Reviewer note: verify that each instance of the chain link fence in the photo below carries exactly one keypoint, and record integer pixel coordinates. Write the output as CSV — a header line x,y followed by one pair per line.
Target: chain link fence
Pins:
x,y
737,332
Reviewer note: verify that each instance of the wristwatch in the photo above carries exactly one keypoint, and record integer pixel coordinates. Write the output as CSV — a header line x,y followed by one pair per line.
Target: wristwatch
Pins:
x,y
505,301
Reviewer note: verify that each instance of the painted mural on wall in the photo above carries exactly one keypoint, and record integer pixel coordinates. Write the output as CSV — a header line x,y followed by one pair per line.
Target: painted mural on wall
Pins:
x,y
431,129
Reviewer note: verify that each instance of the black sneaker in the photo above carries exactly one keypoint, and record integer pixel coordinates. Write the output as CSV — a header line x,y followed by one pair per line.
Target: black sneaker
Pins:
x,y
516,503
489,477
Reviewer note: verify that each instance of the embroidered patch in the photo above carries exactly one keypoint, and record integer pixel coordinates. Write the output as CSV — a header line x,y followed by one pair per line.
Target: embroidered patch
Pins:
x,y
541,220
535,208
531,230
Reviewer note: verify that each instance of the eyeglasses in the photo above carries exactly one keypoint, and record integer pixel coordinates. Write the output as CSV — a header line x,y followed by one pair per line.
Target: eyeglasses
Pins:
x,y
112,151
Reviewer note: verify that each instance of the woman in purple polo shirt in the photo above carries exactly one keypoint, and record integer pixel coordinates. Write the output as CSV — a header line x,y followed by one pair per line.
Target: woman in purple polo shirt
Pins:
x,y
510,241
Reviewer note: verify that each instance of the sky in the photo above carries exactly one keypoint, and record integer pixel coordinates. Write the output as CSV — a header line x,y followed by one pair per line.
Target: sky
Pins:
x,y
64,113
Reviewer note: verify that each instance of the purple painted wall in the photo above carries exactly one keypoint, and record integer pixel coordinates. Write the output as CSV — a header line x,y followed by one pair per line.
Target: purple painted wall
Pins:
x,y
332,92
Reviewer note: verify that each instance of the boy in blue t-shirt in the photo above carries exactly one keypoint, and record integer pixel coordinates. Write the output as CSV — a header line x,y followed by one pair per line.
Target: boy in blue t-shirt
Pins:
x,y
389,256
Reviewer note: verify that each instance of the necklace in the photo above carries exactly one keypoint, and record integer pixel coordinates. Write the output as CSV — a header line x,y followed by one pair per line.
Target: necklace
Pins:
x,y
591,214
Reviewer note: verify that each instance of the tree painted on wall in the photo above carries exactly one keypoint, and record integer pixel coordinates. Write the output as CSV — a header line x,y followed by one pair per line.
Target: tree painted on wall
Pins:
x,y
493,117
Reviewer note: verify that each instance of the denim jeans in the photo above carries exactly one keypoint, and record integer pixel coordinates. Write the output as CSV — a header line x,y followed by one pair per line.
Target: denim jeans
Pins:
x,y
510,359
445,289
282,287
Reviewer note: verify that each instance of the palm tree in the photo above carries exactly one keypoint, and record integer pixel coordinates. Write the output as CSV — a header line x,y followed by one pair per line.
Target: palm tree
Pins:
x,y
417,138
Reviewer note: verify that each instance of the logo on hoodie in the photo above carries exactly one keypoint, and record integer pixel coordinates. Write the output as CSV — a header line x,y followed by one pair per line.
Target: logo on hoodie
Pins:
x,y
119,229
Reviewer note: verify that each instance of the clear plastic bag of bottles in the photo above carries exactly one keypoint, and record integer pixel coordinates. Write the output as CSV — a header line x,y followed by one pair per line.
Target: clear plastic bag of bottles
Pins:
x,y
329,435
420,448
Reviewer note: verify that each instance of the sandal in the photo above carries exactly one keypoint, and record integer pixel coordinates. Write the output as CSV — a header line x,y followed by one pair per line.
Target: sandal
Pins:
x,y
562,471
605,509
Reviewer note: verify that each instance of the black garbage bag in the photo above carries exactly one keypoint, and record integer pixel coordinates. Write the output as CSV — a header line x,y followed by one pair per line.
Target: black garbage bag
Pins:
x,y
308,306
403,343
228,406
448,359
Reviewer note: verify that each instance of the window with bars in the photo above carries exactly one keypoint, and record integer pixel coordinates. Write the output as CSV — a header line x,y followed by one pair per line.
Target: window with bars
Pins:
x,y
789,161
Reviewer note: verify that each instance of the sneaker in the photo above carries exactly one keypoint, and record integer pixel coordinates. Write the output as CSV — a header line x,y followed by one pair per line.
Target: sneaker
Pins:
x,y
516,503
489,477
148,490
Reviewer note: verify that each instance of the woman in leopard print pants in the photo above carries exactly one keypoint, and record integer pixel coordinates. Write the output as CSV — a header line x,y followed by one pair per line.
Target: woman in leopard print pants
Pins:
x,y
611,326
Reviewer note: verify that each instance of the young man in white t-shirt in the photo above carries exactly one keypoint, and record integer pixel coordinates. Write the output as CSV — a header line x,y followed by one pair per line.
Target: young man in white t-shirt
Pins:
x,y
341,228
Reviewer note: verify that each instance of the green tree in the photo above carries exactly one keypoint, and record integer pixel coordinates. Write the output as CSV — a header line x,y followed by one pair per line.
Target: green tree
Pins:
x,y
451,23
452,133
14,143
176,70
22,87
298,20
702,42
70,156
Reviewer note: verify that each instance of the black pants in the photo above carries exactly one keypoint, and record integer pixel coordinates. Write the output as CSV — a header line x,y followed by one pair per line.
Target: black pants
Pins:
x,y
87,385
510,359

- **Direction**
Transcribe each record exactly. Leave nothing out.

- **Exercise response**
Reviewer note: verify that each instance of the chain link fence in the photo below carries exactly one keypoint, and record integer pixel coordinates. Write the output as CSV — a header line x,y followed by one pair per line.
Target: chain link fence
Pins:
x,y
737,332
Reviewer note: verify that each instance of the wristwatch in the photo above carries exactly one keypoint, and record integer pixel coordinates. Write the output as CSV — a header line x,y followed by one pair per line.
Target: wristwatch
Pins:
x,y
505,301
Reviewer note: verify that each instance of the painted mural on wall in the photo above carries exactly one keypoint, and record integer pixel coordinates. Write the output as CSV — a header line x,y followed by one pair per line.
Target: painted mural on wall
Pins:
x,y
431,129
Reviewer note: verify that each instance of the black sneaker in the photo above carries exactly one keypoint, and record integer pixel coordinates. Write the output as CSV — a header line x,y followed by one pair per line.
Target: black sneaker
Pins:
x,y
516,503
489,477
Reviewer note: verify that each instance of the embroidered patch in the photo above carries exactly one keypoint, and record integer pixel coordinates. Write the output as CSV — a header line x,y followed by one pair per line.
Target: embroidered patch
Pins:
x,y
541,220
535,208
531,230
Reviewer note: verify that each instance of the eyeglasses in the photo above carries exactly one keypoint, and record integer pixel coordinates. Write the output as CSV — a header line x,y followed by one pair per line.
Target: eyeglasses
Pins:
x,y
112,151
Reviewer note: verify that each instance of the woman in purple polo shirt in the photo above carries exactly one keypoint, and record integer pixel coordinates. Write the output as CSV — a header line x,y followed by one pair per line.
Target: woman in purple polo shirt
Pins:
x,y
510,241
Reviewer note: verify that each instance of the sky in the photo above carries exactly one keypoint, and record integer pixel coordinates. Write the output as CSV — a header line x,y followed by one pair per line.
Target: sky
Pins:
x,y
64,113
Reviewer note: verify that each instance of the purple painted wall in the photo above carries exactly one keypoint, and record integer pixel coordinates. Write the output as CSV — a header line x,y followed by one pair per line.
Target: purple painted wall
Pins:
x,y
332,92
Reviewer note: verify that each instance of the boy in blue t-shirt in the photo above carries exactly one keypoint, and record integer pixel coordinates. Write the output as CSV — a header line x,y followed by one pair per line.
Target: boy in blue t-shirt
Pins:
x,y
389,256
Reviewer note: verify that each instance of the necklace in the photo above carries exactly one keypoint, and record integer pixel coordinates. Write the output as CSV — a header line x,y followed by one pair per line.
Target: necklace
Pins:
x,y
591,214
Reviewer note: verify that each instance of the tree painted on wall in the photo above carries exactly one keypoint, and record integer pixel coordinates. Write the output as CSV — a header line x,y followed by one pair per line.
Target: tree painted on wall
Pins:
x,y
493,117
Reviewer note: verify that each instance of the denim jeans in the photo above carries exactly one keypoint, and record integer pixel coordinates. Write the output as CSV — a header line x,y followed by one pair per line.
Target: denim jeans
Pins:
x,y
510,359
445,289
282,287
Reviewer note: verify that each instance of the palm tree in the photo above carries exactly one keypoint, and record integer pixel coordinates. Write the output as CSV — a header line x,y followed by one pair per line.
Target: palm tree
Pins:
x,y
417,138
Reviewer note: verify that each instance of the logo on hoodie in the photo above carries exactly one keypoint, and record integer pixel coordinates. Write the output as CSV — a header line x,y followed by one pair per line.
Target: logo on hoodie
Pins:
x,y
119,229
Reviewer note: verify that each instance of the clear plastic bag of bottles in the photo above carries exactly one keypoint, and record integer pixel coordinates. Write the output as CSV — a header line x,y followed by one pair per line.
Target: clear plastic bag of bottles
Pins:
x,y
329,435
420,448
Reviewer note: verify that each instance of the sandal in the photo above carries exactly one keypoint, and record integer pixel coordinates. Write the output as CSV — a header line x,y followed by one pair per line.
Target: sandal
Pins:
x,y
562,471
605,509
Reviewer note: verify that each instance of the black garbage bag in the photo above carries exactly one keypoint, and record integer pixel coordinates. Write the output as CSV — a header line x,y followed by one pair per line.
Target: black garbage bag
Pins:
x,y
308,306
403,343
228,406
448,359
Reviewer note: verify that each instance of the window with bars in the photo above carries exactly one keypoint, and record integer pixel coordinates. Write the output as CSV — a header line x,y followed by one pair per line.
Target: window with bars
Pins:
x,y
789,161
Reviewer note: verify that each instance of the sneaker in the photo above carries exactly one keypoint, and record integer pixel coordinates. Write the output as CSV — a header line x,y followed by one pair per line.
Target: sneaker
Pins:
x,y
516,503
489,477
148,490
Reviewer note: verify that each instance of the woman in leopard print pants in the photo above carries exactly one keypoint, and record integer pixel coordinates. Write the output as CSV — a header line x,y followed by one pair per line.
Target: woman in leopard print pants
Pins:
x,y
611,326
Reviewer note: verify that each instance of the young man in white t-shirt in the photo above carries exactly one keypoint, and record integer pixel coordinates. Write the output as CSV — a header line x,y followed by one pair per line.
Target: young man in white t-shirt
Pins:
x,y
341,228
Reviewer note: verify that each instance of the green tree in the photo above carries exactly one keypoint, and record integer pixel coordinates. Write the output as CSV — a header line x,y followed by one pair per line.
Target: green tree
Pins:
x,y
451,23
452,133
14,143
176,70
22,87
298,20
702,42
70,156
Reviewer note: verify that each instance of the black pants in the photo above carries exactly one keypoint, and record integer pixel coordinates. Write the output as CSV — a header line x,y followed by one pair per line.
Target: black pants
Pins:
x,y
87,385
510,359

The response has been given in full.